:: Input material ::
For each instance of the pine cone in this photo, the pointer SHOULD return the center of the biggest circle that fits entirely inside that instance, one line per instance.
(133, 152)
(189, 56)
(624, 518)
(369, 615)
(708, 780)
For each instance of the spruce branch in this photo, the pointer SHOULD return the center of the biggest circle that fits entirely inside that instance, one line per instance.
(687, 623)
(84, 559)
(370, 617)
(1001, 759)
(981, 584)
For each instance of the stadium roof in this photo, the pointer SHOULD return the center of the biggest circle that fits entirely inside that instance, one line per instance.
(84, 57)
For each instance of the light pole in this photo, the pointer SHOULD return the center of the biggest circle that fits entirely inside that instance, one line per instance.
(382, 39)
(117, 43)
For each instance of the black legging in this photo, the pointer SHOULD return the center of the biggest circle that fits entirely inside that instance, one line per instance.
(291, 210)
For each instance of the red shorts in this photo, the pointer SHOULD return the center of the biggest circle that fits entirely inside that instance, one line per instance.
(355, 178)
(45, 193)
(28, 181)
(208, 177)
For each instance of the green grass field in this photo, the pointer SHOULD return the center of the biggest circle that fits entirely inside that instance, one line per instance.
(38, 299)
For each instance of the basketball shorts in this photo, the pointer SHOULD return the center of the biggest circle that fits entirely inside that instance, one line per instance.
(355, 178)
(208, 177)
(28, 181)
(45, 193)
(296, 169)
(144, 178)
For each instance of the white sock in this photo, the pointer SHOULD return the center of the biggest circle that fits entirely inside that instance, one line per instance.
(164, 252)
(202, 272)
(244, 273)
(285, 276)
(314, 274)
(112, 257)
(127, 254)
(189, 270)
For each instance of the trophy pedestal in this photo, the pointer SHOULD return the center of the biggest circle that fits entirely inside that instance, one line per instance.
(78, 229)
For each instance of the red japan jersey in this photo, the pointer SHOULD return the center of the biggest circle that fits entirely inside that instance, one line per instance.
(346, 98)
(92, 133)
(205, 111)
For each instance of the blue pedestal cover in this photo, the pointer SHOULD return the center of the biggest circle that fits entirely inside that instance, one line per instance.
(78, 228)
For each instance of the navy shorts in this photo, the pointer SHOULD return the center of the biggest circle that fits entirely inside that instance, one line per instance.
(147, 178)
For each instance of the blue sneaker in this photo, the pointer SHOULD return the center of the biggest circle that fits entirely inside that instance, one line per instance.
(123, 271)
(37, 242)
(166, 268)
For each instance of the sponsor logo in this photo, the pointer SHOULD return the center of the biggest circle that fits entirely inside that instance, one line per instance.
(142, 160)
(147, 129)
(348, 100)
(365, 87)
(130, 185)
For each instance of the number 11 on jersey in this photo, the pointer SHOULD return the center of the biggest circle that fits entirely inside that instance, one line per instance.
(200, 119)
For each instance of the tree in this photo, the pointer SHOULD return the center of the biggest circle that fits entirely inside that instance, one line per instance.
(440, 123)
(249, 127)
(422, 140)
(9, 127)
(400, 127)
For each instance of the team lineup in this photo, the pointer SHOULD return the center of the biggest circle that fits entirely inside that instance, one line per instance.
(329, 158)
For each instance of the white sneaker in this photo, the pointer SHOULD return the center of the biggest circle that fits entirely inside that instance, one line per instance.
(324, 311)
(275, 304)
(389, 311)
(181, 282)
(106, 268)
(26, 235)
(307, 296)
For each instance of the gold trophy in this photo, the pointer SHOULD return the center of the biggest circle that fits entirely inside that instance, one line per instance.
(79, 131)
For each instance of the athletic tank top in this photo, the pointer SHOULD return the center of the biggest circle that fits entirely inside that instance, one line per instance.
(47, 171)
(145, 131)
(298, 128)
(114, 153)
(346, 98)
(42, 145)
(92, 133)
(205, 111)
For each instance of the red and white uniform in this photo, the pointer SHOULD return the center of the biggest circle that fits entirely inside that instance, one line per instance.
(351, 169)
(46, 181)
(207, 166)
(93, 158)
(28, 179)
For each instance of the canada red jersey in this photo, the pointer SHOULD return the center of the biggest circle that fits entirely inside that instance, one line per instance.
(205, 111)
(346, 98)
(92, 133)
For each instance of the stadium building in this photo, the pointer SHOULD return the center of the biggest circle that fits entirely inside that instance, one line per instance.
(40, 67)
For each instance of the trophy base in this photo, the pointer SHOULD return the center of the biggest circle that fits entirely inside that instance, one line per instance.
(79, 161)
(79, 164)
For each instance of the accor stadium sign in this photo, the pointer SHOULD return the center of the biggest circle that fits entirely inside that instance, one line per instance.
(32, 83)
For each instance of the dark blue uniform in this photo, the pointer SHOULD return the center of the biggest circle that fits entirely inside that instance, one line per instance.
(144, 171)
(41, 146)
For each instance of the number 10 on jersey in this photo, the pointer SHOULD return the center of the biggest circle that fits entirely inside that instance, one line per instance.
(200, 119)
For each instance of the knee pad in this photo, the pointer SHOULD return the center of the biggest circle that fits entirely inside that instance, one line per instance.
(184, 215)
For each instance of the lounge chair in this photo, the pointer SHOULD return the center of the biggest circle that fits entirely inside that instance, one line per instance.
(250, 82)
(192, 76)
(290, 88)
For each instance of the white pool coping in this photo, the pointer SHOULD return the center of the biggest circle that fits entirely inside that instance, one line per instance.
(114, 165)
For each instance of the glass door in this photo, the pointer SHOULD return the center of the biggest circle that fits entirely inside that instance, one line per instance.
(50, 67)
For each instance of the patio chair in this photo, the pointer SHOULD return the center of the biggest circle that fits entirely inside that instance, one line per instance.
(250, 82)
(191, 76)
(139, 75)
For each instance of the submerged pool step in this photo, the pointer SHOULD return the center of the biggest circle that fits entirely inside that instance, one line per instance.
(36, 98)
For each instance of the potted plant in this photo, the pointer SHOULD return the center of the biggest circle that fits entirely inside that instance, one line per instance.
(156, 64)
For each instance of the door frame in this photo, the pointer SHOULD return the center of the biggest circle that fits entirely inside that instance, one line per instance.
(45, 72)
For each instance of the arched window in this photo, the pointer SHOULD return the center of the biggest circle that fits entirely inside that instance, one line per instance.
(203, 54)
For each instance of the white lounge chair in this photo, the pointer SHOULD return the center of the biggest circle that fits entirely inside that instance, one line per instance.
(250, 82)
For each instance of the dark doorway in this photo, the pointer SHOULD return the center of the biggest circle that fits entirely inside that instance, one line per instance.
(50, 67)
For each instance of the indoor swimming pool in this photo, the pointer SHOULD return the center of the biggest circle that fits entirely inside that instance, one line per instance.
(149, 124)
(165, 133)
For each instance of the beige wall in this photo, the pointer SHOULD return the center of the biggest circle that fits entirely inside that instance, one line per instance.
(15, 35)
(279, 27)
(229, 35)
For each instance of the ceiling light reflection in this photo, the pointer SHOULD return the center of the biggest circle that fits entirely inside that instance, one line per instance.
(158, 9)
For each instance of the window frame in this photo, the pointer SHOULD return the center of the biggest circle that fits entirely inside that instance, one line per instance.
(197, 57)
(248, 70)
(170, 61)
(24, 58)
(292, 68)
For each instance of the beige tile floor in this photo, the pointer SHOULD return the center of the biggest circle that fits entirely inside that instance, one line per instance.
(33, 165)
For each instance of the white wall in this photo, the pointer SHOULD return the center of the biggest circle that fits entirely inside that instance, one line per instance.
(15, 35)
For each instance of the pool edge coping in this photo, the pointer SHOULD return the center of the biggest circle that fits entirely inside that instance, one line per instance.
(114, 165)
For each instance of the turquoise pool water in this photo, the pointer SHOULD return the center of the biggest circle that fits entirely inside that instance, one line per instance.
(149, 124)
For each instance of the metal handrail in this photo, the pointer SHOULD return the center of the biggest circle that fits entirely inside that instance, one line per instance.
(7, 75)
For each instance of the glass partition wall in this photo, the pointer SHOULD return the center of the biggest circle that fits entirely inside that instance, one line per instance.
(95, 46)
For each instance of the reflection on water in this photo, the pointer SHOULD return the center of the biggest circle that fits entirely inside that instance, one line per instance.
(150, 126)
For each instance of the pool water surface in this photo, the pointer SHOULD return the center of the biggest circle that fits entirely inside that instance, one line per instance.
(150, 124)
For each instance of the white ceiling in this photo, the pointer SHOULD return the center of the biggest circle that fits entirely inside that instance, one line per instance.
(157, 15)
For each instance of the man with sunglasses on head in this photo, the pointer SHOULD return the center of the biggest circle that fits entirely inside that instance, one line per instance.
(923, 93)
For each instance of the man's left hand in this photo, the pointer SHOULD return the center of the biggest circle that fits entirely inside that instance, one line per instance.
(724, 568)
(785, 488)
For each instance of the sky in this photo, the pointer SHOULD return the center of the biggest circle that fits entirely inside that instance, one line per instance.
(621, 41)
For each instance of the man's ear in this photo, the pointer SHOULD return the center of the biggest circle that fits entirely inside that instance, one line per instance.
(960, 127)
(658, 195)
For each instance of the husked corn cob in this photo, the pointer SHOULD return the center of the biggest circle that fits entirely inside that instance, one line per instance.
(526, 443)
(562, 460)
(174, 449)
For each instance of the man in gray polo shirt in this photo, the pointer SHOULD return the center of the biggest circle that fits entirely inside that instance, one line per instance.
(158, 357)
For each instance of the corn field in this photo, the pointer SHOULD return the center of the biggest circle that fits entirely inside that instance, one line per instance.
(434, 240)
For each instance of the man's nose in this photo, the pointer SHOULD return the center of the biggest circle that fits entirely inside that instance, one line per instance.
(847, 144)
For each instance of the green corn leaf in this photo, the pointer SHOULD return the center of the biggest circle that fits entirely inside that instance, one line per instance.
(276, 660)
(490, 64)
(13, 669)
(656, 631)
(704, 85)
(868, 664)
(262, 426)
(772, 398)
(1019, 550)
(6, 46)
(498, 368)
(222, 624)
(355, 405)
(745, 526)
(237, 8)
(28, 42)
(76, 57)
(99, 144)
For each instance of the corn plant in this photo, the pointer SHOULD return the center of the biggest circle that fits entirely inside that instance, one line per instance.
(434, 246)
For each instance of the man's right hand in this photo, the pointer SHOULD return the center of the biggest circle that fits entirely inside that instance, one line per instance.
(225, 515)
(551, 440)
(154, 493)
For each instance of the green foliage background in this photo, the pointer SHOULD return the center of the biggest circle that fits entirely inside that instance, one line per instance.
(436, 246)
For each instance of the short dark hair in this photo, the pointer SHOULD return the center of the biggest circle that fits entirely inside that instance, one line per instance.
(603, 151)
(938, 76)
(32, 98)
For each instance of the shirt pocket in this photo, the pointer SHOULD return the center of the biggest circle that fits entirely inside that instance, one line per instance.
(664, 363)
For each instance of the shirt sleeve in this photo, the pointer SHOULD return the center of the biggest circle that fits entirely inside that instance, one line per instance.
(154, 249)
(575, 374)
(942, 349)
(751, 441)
:::
Job
From the line that contains "For each instance of the green foliage" down to the last line of the listing above, repeat each line exactly, and include nothing else.

Solved problem
For each instance of the green foliage background in this photo, the pointer SHOULD return the center of the biggest circle that fits entirely inside that instance, one line per instance.
(436, 246)
For each instance of the short dark hair in this photo, the pointer SHOULD return the center of the biggest circle that fits entirely inside that instance, one line per instance.
(603, 151)
(938, 76)
(32, 98)
For each instance of the shirt pocket in this photo, the pointer SHOULD return the center of the biggest circle that fits entirely inside that instance, one line per instance.
(664, 363)
For each instance of the shirt sleeve in this photo, the pointer SHOULD return the center of the biggest circle that fits entirely inside that instance, one line per instance.
(154, 249)
(575, 374)
(942, 349)
(751, 441)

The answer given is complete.